╭─ Texto extraído
A la lluna de València: La vida sigue igual

RodolfoMartiLa final de la Copa del Rey es una final que en los últimos tiempos está devaluada. Este año ha tenido incluso problemas para tener un campo adecuado, ya que el estadio de Chamartín, Bernabéu o como quieran llamarle, fue denegado por el propietario del mismo, alegando unas obras que debían empezarse en cuanto acabara la competición. Las obras empezaron esta misma semana, y uno piensa si no podían haberse aplazado cinco días. En fin, estas obras no eran un desplante para la final, ni para los equipos contendientes, ni para el Rey. Para gustos, colores.

Los forofos, no deportivos sino a lo que caiga, anunciaron una pitada al Himno Nacional y al Rey o su representante, el Príncipe de Asturias. Una patochada de los que quieren hacerse ver y oír. Algo así como si se hubiese celebrado la final de la Champions League en España y hubiese un grupo de «hooligans» que hubiesen empezado a chillar «¡Gibraltar español!», que falta hace oírlo, pues dados los vientos que corren en nuestro país, falta un poco de espíritu patriotero que enderece el rumbo que marcan los «mercados».
╰─
Lista de tareas →
a) Según la columna sobre la final de la Copa del Rey, ¿qué alegó el propietario del estadio de Chamartín para denegarlo?
b) Transcribe de la columna sobre la final de la Copa del Rey el pasaje desde "A la lluna de" hasta "Para gustos, colores.".
El listado que viene a continuación es material independiente de la columna.
╭─ Filas de datos
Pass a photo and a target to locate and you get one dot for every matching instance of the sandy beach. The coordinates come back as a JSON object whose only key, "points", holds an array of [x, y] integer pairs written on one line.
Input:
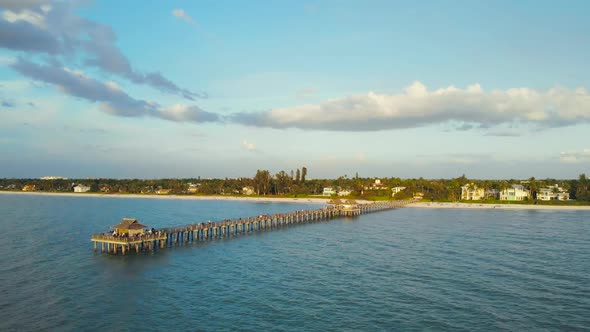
{"points": [[181, 197], [307, 200], [438, 205]]}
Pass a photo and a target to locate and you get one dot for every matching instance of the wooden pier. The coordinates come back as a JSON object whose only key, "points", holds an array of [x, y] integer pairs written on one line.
{"points": [[130, 236]]}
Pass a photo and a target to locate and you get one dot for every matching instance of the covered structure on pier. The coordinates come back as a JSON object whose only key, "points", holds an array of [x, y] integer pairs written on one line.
{"points": [[130, 227]]}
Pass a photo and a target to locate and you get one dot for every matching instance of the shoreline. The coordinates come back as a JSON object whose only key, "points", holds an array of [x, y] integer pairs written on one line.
{"points": [[474, 206], [180, 197], [307, 200]]}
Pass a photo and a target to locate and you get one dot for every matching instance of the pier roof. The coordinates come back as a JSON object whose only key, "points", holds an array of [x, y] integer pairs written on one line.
{"points": [[129, 223]]}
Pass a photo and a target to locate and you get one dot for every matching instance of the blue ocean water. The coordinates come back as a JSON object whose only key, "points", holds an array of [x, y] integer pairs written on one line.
{"points": [[406, 269]]}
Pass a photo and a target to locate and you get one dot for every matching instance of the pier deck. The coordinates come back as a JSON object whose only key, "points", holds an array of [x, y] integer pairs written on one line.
{"points": [[180, 235]]}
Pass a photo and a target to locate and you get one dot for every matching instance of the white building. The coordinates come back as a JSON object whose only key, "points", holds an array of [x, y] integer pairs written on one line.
{"points": [[344, 192], [329, 191], [53, 178], [396, 190], [80, 188], [193, 188], [248, 191], [470, 192], [554, 192], [377, 185], [516, 193]]}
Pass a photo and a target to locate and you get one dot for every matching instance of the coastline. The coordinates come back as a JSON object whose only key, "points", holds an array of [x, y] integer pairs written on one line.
{"points": [[307, 200], [179, 197], [472, 206]]}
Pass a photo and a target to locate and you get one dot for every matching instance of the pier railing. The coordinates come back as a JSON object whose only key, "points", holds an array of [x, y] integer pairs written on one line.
{"points": [[179, 235]]}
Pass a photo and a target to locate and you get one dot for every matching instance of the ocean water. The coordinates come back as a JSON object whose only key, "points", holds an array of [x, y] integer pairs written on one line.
{"points": [[407, 269]]}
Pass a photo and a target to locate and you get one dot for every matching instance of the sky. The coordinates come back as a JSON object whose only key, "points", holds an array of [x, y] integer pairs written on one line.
{"points": [[214, 89]]}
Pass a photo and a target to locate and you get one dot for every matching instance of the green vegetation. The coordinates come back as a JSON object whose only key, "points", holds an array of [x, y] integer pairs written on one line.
{"points": [[296, 184]]}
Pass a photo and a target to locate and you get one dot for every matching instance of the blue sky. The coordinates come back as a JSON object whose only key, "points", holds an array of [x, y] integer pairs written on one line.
{"points": [[222, 88]]}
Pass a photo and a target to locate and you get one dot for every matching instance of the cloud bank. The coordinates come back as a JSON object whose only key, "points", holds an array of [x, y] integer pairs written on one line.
{"points": [[417, 107], [53, 29], [111, 98]]}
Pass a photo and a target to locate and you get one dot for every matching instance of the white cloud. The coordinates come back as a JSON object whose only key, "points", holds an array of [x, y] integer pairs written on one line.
{"points": [[25, 15], [305, 93], [575, 156], [417, 106], [181, 14], [248, 146]]}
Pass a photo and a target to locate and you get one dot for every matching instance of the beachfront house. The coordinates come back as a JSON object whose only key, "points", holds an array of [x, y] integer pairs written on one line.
{"points": [[492, 194], [377, 185], [193, 188], [130, 227], [418, 195], [248, 190], [29, 187], [80, 188], [329, 191], [396, 190], [344, 192], [470, 192], [554, 192], [516, 192]]}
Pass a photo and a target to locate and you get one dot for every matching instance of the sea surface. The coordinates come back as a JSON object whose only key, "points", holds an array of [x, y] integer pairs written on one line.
{"points": [[402, 270]]}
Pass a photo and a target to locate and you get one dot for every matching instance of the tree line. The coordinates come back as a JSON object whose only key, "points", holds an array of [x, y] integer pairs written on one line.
{"points": [[297, 184]]}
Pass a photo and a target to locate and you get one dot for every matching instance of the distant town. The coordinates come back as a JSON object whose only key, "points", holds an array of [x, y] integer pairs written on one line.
{"points": [[297, 184]]}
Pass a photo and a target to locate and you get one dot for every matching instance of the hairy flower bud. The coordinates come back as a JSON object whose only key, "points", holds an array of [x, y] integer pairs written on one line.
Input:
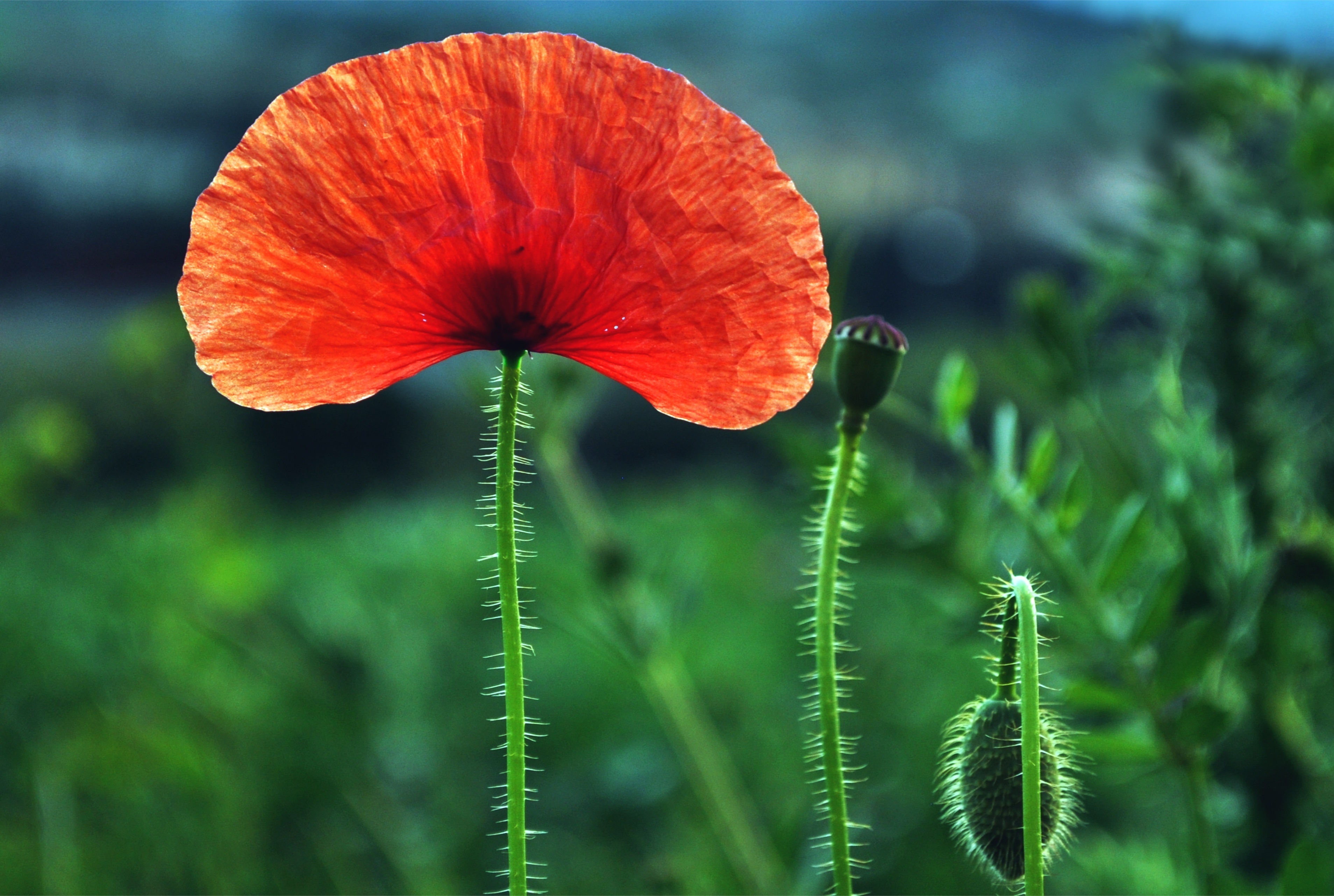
{"points": [[868, 357], [981, 781]]}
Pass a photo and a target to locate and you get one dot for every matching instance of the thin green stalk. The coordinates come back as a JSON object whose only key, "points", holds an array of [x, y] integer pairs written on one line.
{"points": [[507, 570], [1072, 571], [710, 771], [828, 646], [1030, 742], [665, 679]]}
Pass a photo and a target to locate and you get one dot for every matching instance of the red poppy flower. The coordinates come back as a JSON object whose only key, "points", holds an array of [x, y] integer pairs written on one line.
{"points": [[518, 193]]}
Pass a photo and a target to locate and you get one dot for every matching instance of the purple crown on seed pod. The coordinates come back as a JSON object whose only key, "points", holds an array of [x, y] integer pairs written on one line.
{"points": [[873, 331], [868, 357]]}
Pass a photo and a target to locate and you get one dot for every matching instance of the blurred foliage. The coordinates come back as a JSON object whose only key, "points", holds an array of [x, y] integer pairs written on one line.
{"points": [[242, 657]]}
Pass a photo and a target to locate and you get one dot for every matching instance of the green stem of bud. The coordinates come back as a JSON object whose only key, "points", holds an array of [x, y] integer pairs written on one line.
{"points": [[507, 574], [828, 647]]}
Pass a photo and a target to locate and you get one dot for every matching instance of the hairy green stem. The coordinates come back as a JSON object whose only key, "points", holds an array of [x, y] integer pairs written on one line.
{"points": [[1073, 573], [828, 646], [1030, 743], [665, 679], [507, 568]]}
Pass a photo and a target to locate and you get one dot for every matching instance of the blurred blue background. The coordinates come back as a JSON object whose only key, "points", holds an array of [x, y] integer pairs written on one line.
{"points": [[245, 652]]}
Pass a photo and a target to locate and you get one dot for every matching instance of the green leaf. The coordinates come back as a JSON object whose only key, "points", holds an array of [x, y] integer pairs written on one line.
{"points": [[956, 390], [1005, 435], [1128, 745], [1041, 463], [1122, 543], [1157, 607], [1096, 696], [1308, 870], [1186, 654], [1201, 723], [1076, 498]]}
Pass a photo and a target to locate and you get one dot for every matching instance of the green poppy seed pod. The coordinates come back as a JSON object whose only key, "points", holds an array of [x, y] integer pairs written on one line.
{"points": [[868, 357], [981, 784]]}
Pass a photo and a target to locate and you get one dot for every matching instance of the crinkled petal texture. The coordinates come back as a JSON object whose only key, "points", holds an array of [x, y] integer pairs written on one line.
{"points": [[506, 193]]}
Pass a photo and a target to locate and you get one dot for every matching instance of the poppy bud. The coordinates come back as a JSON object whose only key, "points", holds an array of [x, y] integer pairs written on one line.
{"points": [[868, 357]]}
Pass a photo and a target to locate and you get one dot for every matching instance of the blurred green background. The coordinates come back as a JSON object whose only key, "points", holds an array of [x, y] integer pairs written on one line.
{"points": [[245, 652]]}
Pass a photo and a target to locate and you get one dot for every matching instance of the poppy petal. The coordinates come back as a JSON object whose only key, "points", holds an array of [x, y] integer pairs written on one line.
{"points": [[522, 191]]}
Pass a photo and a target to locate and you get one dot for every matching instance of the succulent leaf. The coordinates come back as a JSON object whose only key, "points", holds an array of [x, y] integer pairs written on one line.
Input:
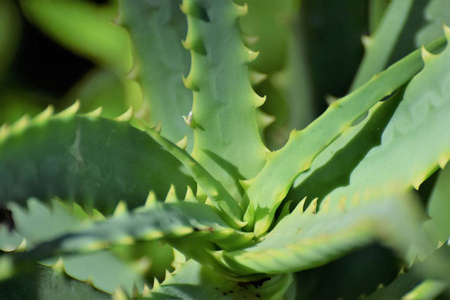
{"points": [[223, 112], [305, 239], [193, 281], [90, 160], [156, 29], [379, 46], [421, 123], [303, 146]]}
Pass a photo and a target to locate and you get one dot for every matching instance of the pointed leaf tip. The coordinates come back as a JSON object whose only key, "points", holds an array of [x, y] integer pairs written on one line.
{"points": [[426, 56], [121, 208], [182, 144], [95, 113], [151, 199], [44, 115]]}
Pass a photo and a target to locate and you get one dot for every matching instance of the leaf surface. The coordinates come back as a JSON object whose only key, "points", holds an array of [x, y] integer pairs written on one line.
{"points": [[94, 161]]}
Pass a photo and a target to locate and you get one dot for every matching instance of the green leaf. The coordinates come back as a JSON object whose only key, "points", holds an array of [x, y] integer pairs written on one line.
{"points": [[333, 166], [227, 141], [93, 161], [421, 123], [157, 28], [266, 193], [437, 13], [380, 46], [439, 206], [414, 285], [45, 283], [103, 269], [193, 281], [305, 240], [72, 24]]}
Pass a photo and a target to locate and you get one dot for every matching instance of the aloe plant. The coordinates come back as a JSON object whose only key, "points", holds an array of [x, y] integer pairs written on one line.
{"points": [[179, 197]]}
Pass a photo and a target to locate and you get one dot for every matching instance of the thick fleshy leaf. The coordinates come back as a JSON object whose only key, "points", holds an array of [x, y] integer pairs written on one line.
{"points": [[227, 141], [157, 28], [45, 283], [379, 46], [94, 161], [266, 193], [414, 285], [305, 240], [193, 281], [421, 123], [437, 13]]}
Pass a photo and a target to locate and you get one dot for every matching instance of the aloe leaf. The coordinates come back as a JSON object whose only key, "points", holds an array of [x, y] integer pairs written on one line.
{"points": [[306, 239], [84, 158], [168, 221], [439, 206], [379, 46], [437, 13], [104, 270], [224, 108], [157, 28], [45, 283], [413, 284], [333, 166], [219, 196], [157, 220], [266, 193], [420, 123], [71, 23], [377, 9], [194, 281]]}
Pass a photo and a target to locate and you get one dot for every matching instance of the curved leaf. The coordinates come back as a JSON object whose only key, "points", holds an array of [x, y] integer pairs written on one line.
{"points": [[224, 109], [193, 281], [157, 28], [303, 146], [379, 47], [94, 161], [416, 140], [304, 240]]}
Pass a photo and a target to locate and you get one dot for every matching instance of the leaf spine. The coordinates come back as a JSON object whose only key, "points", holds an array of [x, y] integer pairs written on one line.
{"points": [[241, 10], [146, 291], [258, 101], [299, 209], [189, 82], [70, 111], [156, 284], [426, 56], [158, 127], [119, 294], [121, 209], [22, 247], [182, 144], [171, 195], [151, 199], [312, 207], [366, 41], [95, 113], [126, 116], [447, 31]]}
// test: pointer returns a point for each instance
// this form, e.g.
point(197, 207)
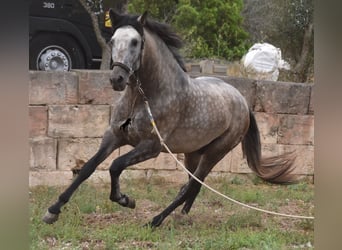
╰─
Respuestas →
a) Unas obras que debían empezarse en cuanto acabara la competición.

b)
A la lluna de València: La vida sigue igual

RodolfoMartiLa final de la Copa del Rey es una final que en los últimos tiempos está devaluada. Este año ha tenido incluso problemas para tener un campo adecuado, ya que el estadio de Chamartín, Bernabéu o como quieran llamarle, fue denegado por el propietario del mismo, alegando unas obras que debían empezarse en cuanto acabara la competición. Las obras empezaron esta misma semana, y uno piensa si no podían haberse aplazado cinco días. En fin, estas obras no eran un desplante para la final, ni para los equipos contendientes, ni para el Rey. Para gustos, colores.